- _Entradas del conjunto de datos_
§ §

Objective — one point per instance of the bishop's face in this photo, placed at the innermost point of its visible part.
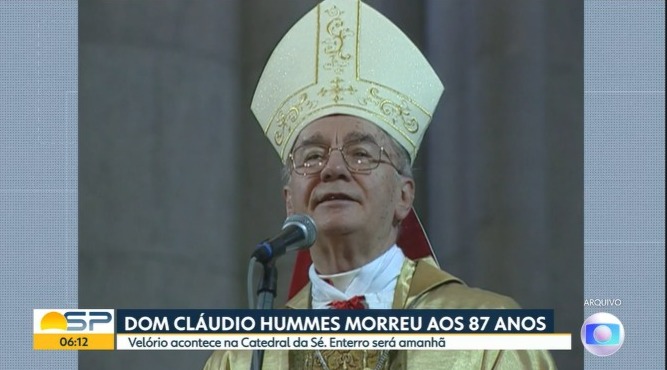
(340, 198)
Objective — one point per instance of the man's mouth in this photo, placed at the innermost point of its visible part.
(334, 197)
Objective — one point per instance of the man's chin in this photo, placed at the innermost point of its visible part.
(332, 223)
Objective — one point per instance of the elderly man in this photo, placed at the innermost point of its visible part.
(345, 100)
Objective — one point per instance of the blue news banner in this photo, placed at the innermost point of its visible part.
(337, 329)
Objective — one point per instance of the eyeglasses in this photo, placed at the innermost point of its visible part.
(359, 157)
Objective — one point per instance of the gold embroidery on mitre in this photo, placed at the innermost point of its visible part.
(395, 111)
(288, 121)
(334, 45)
(337, 90)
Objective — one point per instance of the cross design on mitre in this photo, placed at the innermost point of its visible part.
(336, 90)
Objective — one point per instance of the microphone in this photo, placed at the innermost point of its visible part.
(299, 232)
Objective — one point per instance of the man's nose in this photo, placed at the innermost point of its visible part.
(336, 168)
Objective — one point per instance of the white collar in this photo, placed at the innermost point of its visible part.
(376, 281)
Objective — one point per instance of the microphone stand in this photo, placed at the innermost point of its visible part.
(266, 293)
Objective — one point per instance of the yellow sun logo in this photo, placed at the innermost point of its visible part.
(53, 320)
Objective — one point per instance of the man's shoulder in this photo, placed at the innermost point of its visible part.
(449, 292)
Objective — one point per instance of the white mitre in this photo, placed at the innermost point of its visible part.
(343, 57)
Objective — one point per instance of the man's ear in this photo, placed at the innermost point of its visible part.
(287, 195)
(406, 197)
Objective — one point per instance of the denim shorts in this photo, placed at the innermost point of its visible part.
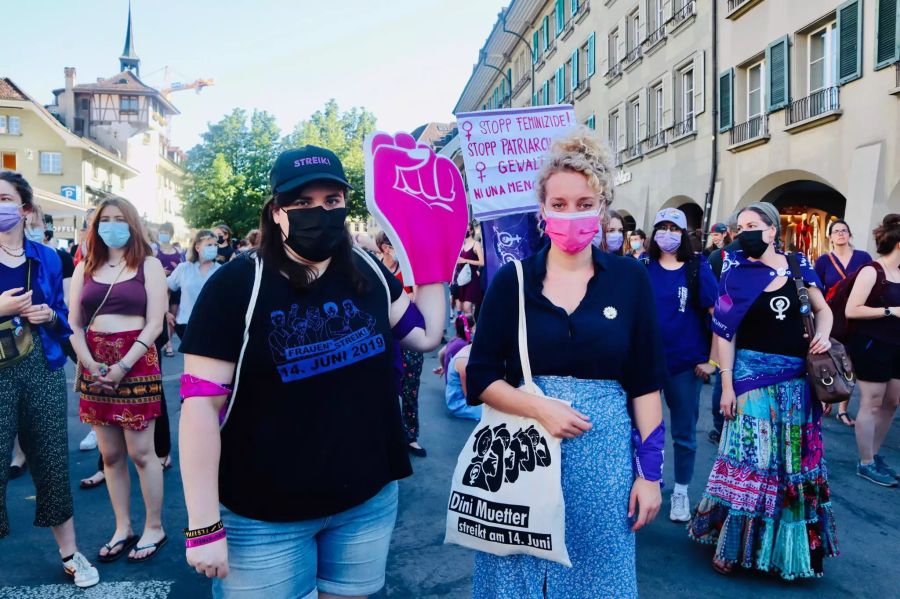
(344, 554)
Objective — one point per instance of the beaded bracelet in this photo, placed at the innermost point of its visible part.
(205, 539)
(199, 532)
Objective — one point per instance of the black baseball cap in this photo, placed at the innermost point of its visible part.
(300, 166)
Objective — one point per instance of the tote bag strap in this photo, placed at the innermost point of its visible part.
(523, 328)
(248, 316)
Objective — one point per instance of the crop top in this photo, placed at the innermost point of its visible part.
(127, 298)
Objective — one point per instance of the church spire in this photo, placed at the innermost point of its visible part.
(129, 60)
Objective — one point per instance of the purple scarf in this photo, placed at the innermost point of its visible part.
(743, 280)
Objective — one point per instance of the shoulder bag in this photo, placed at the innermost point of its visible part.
(506, 494)
(16, 341)
(831, 374)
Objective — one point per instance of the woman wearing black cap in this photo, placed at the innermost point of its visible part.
(311, 442)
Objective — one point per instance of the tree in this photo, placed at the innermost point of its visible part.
(342, 133)
(229, 171)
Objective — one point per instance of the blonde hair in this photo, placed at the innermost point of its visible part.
(579, 151)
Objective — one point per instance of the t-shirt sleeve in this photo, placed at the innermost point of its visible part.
(496, 337)
(645, 369)
(709, 286)
(68, 265)
(174, 279)
(216, 327)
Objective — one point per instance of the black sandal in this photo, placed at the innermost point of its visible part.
(154, 546)
(844, 418)
(126, 543)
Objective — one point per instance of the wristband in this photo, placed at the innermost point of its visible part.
(206, 539)
(200, 532)
(648, 455)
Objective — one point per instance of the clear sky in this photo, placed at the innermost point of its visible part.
(405, 60)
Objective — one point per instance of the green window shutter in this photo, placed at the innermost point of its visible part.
(778, 79)
(849, 35)
(887, 33)
(575, 69)
(560, 16)
(726, 100)
(592, 55)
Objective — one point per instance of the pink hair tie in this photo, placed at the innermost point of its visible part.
(192, 386)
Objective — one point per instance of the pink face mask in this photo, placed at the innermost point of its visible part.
(572, 231)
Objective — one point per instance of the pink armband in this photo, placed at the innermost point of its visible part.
(192, 386)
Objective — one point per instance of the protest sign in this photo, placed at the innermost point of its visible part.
(503, 151)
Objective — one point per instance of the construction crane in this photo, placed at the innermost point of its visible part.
(177, 86)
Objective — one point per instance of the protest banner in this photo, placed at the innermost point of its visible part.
(503, 151)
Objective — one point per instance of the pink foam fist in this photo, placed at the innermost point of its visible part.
(419, 200)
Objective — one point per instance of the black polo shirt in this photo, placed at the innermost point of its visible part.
(613, 334)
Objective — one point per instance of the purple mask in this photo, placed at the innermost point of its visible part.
(668, 241)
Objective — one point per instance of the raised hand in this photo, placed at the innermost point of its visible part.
(419, 200)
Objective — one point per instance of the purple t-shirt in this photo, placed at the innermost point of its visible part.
(169, 261)
(830, 276)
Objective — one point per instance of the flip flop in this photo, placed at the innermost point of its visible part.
(154, 546)
(844, 418)
(126, 543)
(89, 483)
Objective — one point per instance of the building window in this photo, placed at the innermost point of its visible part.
(634, 30)
(129, 104)
(51, 163)
(822, 58)
(657, 108)
(613, 48)
(755, 86)
(614, 131)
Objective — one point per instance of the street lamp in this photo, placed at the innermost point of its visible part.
(482, 57)
(527, 45)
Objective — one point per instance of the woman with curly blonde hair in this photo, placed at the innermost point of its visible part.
(577, 298)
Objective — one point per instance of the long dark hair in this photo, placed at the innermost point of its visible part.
(302, 276)
(684, 253)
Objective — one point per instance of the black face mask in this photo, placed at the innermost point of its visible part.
(752, 243)
(315, 233)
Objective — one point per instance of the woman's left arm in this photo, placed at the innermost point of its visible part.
(821, 342)
(432, 304)
(646, 496)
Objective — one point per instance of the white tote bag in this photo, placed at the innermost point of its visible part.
(506, 495)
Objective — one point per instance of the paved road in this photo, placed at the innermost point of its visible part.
(420, 566)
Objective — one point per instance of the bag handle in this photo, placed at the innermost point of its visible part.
(248, 317)
(523, 328)
(809, 323)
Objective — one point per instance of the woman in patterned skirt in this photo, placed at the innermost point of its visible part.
(118, 304)
(577, 298)
(767, 503)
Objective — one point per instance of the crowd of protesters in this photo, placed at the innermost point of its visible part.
(241, 308)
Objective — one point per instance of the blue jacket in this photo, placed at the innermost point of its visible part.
(48, 276)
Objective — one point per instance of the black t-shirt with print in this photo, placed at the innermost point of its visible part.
(315, 428)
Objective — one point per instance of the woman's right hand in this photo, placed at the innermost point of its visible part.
(728, 404)
(210, 560)
(561, 420)
(12, 304)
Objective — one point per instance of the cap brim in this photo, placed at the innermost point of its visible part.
(300, 181)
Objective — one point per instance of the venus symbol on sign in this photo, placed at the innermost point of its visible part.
(780, 305)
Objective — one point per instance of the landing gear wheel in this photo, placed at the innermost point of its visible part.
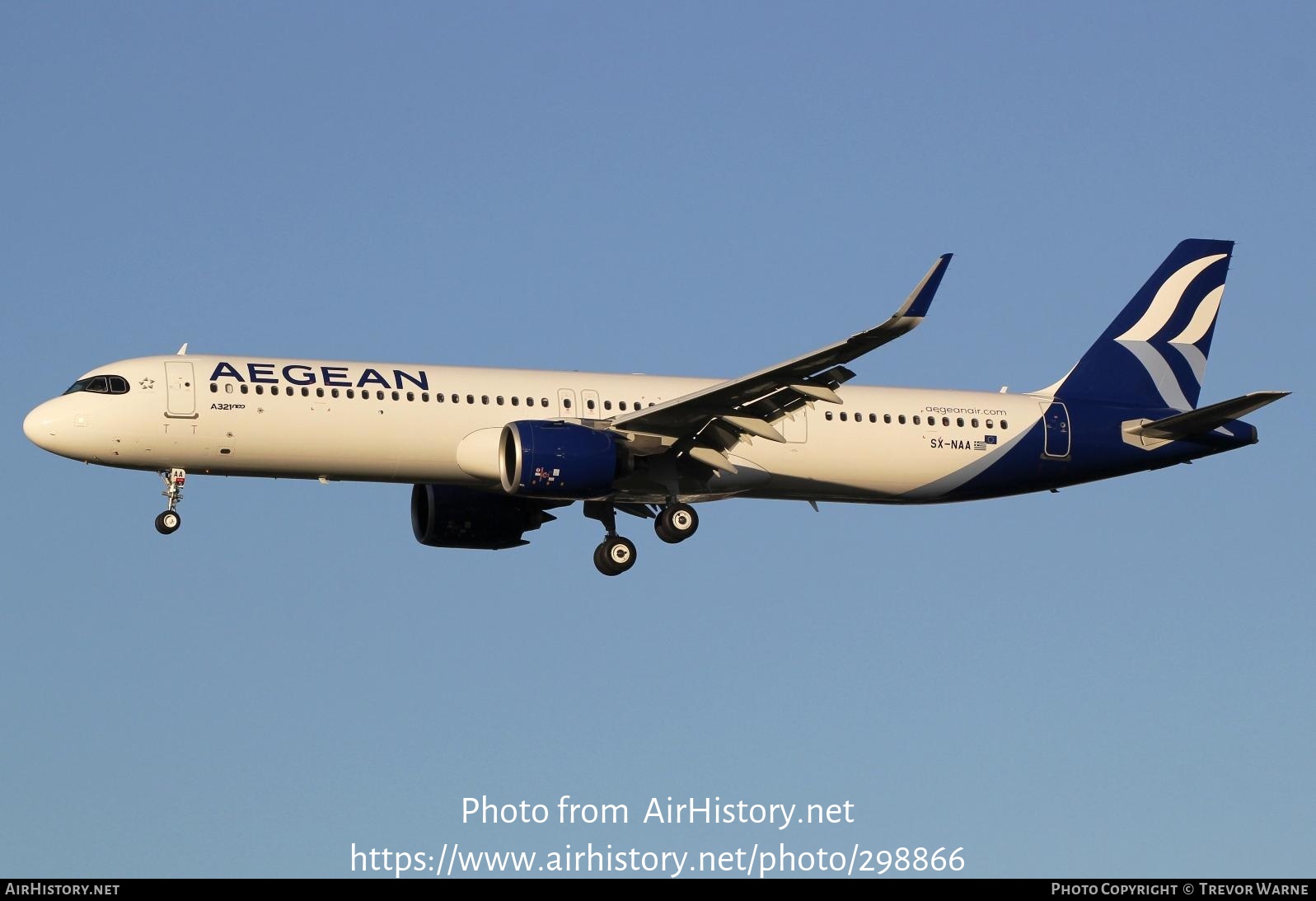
(677, 523)
(615, 556)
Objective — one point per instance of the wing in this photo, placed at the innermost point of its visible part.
(708, 422)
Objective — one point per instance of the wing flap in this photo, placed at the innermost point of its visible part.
(773, 392)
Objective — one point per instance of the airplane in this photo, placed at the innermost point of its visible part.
(489, 452)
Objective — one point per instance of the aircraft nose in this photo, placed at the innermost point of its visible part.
(40, 425)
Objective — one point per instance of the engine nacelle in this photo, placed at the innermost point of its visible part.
(447, 517)
(558, 460)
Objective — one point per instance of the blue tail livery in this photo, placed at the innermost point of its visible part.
(1154, 354)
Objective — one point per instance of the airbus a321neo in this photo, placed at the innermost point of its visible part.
(489, 452)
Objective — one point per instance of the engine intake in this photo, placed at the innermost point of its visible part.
(558, 460)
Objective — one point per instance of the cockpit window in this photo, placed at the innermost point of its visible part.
(101, 385)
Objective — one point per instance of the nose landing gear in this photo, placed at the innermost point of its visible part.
(169, 520)
(615, 555)
(677, 522)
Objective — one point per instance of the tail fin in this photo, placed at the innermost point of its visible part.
(1154, 354)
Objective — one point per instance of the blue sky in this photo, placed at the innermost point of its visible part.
(1111, 681)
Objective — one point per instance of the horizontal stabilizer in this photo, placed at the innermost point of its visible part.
(1198, 422)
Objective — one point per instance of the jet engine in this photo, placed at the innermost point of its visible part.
(558, 460)
(449, 517)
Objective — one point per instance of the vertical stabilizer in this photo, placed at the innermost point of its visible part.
(1154, 354)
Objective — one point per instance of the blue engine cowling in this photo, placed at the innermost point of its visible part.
(450, 517)
(558, 460)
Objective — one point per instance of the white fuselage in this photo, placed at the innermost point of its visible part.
(385, 422)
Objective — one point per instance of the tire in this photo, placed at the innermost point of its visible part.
(617, 555)
(601, 563)
(677, 523)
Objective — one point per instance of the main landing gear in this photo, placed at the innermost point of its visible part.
(169, 520)
(676, 523)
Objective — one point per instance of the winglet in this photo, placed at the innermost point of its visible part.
(919, 299)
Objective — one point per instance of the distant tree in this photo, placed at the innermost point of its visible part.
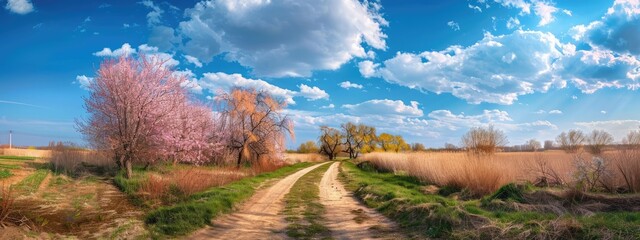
(484, 140)
(571, 142)
(308, 147)
(548, 145)
(598, 140)
(355, 137)
(399, 144)
(450, 146)
(330, 141)
(632, 138)
(418, 147)
(533, 145)
(256, 124)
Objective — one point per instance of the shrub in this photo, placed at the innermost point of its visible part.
(484, 140)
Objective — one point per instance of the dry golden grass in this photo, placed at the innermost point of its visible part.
(480, 175)
(292, 158)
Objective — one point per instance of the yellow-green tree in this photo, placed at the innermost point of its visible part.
(308, 147)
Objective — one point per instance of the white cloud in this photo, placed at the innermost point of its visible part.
(330, 106)
(347, 85)
(125, 50)
(224, 82)
(367, 68)
(555, 111)
(497, 69)
(193, 60)
(84, 81)
(19, 6)
(617, 128)
(454, 25)
(312, 93)
(618, 30)
(476, 8)
(384, 107)
(284, 38)
(545, 11)
(513, 23)
(153, 17)
(525, 7)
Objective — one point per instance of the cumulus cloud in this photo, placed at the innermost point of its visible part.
(384, 107)
(367, 68)
(454, 25)
(150, 52)
(125, 50)
(153, 17)
(497, 69)
(312, 93)
(555, 111)
(84, 81)
(284, 38)
(330, 106)
(513, 23)
(193, 60)
(19, 6)
(223, 81)
(591, 70)
(545, 11)
(347, 85)
(618, 30)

§ §

- _Descripción de tarea_
Vuelve a escribir las líneas de los datos que van desde la que contiene "Objective — one point per instance of the dry" hasta el final, ambas incluidas, y cambia "cloud" por "cloud formation" sin tocar nada más.

- _Respuesta_
Objective — one point per instance of the dry golden grass in this photo, placed at the innermost point of its visible part.
(480, 175)
(292, 158)
Objective — one point per instance of the yellow-green tree in this photo, placed at the innermost point of its visible part.
(308, 147)
Objective — one point per instance of the white cloud formation in this photo, placed at the innermost point of its visible part.
(330, 106)
(347, 85)
(125, 50)
(224, 82)
(367, 68)
(555, 111)
(497, 69)
(193, 60)
(84, 81)
(19, 6)
(617, 128)
(454, 25)
(312, 93)
(618, 30)
(476, 8)
(384, 107)
(284, 38)
(545, 11)
(513, 23)
(153, 17)
(525, 7)
Objective — one point per instance of the cumulus cloud formation in this photo, placed at the innermost point of its visible part.
(384, 107)
(367, 68)
(454, 25)
(150, 52)
(125, 50)
(153, 17)
(497, 69)
(312, 93)
(555, 111)
(84, 81)
(284, 38)
(330, 106)
(513, 23)
(193, 60)
(19, 6)
(223, 81)
(591, 70)
(545, 11)
(347, 85)
(618, 30)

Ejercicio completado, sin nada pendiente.